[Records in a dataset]
↓↓↓

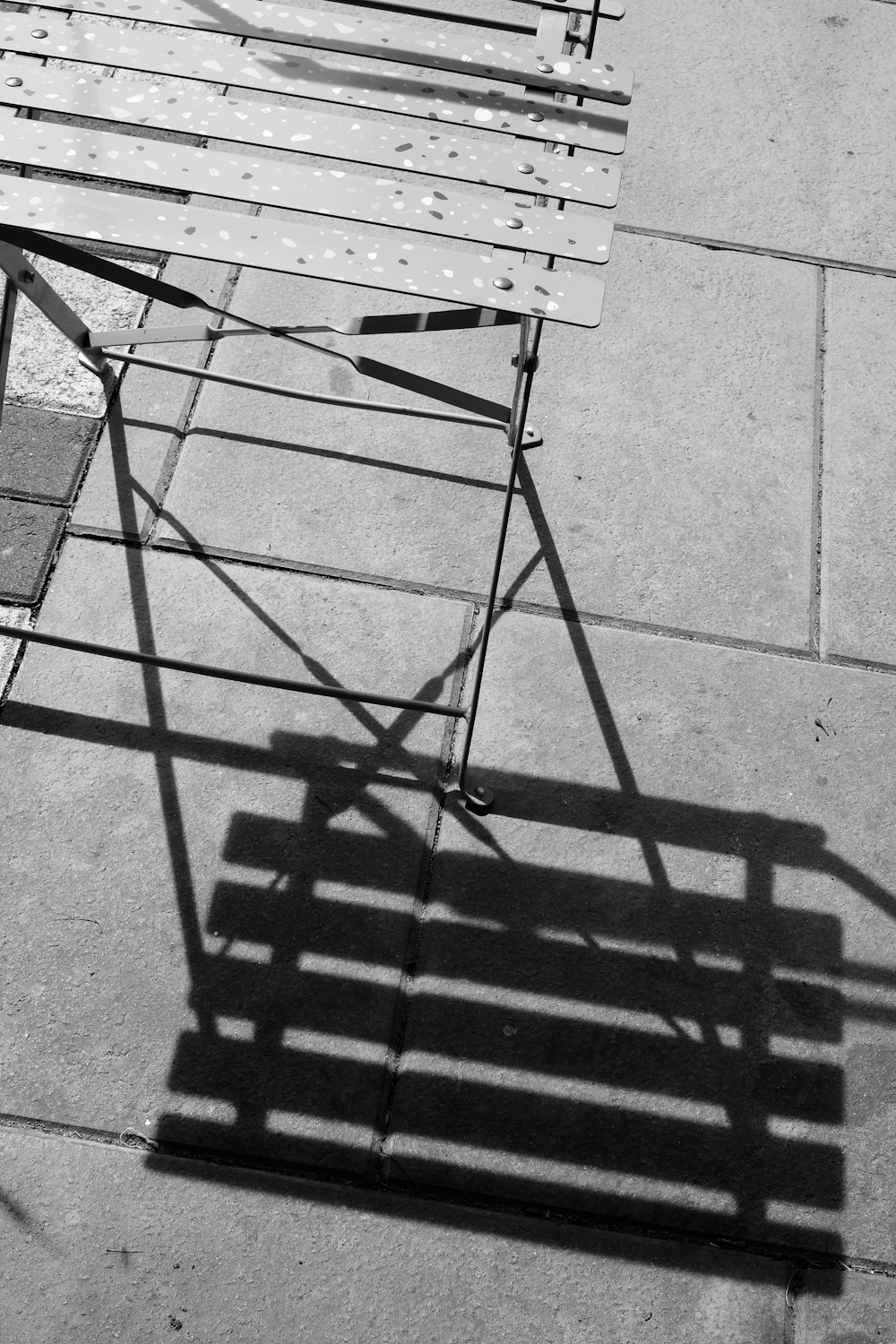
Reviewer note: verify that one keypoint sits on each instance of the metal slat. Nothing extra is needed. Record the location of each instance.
(301, 187)
(600, 126)
(447, 10)
(311, 132)
(379, 40)
(297, 249)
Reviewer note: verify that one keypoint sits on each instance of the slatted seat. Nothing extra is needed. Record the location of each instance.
(311, 85)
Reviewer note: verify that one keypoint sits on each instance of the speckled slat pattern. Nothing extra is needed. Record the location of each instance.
(497, 59)
(328, 253)
(317, 190)
(525, 22)
(312, 132)
(599, 126)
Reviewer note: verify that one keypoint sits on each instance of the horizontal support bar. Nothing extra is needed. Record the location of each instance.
(331, 693)
(277, 390)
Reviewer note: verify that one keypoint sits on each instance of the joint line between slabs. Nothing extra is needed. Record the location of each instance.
(543, 610)
(188, 410)
(756, 250)
(818, 465)
(522, 1210)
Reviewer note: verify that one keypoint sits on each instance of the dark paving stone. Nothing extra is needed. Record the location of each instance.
(43, 453)
(29, 537)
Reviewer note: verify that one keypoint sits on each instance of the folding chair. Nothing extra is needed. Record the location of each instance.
(541, 108)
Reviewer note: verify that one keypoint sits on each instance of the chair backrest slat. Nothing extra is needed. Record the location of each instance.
(379, 263)
(430, 48)
(487, 16)
(320, 191)
(371, 142)
(600, 126)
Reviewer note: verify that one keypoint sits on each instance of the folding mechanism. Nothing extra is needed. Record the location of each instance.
(549, 113)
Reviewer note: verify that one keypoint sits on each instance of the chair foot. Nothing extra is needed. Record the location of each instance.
(478, 800)
(97, 362)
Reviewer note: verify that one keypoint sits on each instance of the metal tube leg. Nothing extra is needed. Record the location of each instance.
(7, 314)
(479, 798)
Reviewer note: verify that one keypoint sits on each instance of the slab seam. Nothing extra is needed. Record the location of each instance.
(818, 462)
(758, 250)
(185, 418)
(527, 1211)
(543, 610)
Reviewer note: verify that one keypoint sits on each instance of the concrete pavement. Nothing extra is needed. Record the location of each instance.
(292, 1045)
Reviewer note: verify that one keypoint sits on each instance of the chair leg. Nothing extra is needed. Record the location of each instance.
(478, 797)
(7, 316)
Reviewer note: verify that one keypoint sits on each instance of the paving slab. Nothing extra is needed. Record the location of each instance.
(43, 453)
(681, 499)
(117, 497)
(858, 550)
(767, 124)
(837, 1308)
(209, 887)
(99, 1242)
(657, 981)
(29, 538)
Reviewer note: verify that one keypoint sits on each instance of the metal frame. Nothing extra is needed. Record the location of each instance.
(512, 421)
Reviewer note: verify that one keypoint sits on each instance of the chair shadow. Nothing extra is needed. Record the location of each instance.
(530, 1035)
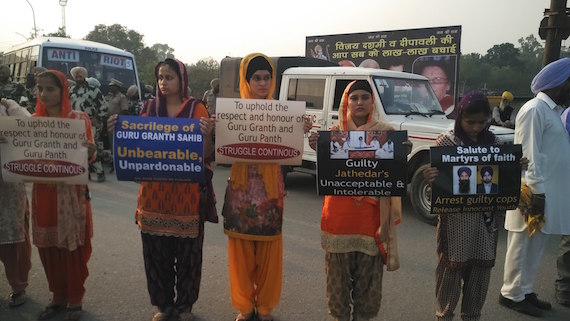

↑↑↑

EXERCISE BRIEF — Reproduce verbatim the stretch of the material from the line containing "of the speckled" through the line containing "(522, 1210)", with both of those lines included.

RESULT —
Reviewer note: verify that one keypoint sits on each instance of the speckled slat pattern. Nothing extra is needed. Record the location of each instance.
(497, 59)
(328, 253)
(317, 190)
(525, 22)
(312, 132)
(599, 126)
Reviewer note: verify that one keypoint sits on each instance of the horizontal support bar. Nothing extra is needed. Record the location of each instance.
(331, 693)
(277, 390)
Reviewer note: verify that one keypoint sits on each instance of the joint line between slabs. Nothing extra is needed. Record the location of each instance.
(543, 610)
(188, 410)
(756, 250)
(818, 465)
(522, 1210)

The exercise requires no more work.